___ SUPPLIED TEXT ___

THE Financial Intelligence Unit (FIU) has said it is going to investigate and take punitive measures against schools that are inflating figures of school fees in local currency by using parallel market exchange rates.
FIU said inflating figures of school fees in local currency
by using parallel market exchange rates is an affront to the gains made so far
in stabilising the national economy. The warning comes in the wake of a number
of schools around the country having started issuing out fees structures for
the third term to parents and guardians.
It has emerged that most private schools have fees
structures in USD and RTGS. However, the RTGS figures are speculative and
beyond the prevailing bank rate and even black market rates. The Reserve Bank
of Zimbabwe (RBZ)’s Financial Intelligence Unit (FIU) director-general, Mr
Oliver Chiperesa, said such practices by schools, both private and public, were
illegal.
“Forward pricing and using parallel market rates is
illegal. All institutions are required to use the official exchange rate
obtaining at any given time. The FIU will be engaging the schools doing that
whenever we get complaints of such nature on our hotlines which we regularly publicise.

___ GIVEN INFORMATION ___

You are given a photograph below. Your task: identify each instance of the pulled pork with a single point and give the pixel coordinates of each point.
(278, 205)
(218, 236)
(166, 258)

___

EXERCISE DETAILS:
Reproduce the passage of the school fees article above verbatim, from "THE Financial Intelligence" up to and including "market exchange rates.".

COMPLETED TASK:
THE Financial Intelligence Unit (FIU) has said it is going to investigate and take punitive measures against schools that are inflating figures of school fees in local currency by using parallel market exchange rates.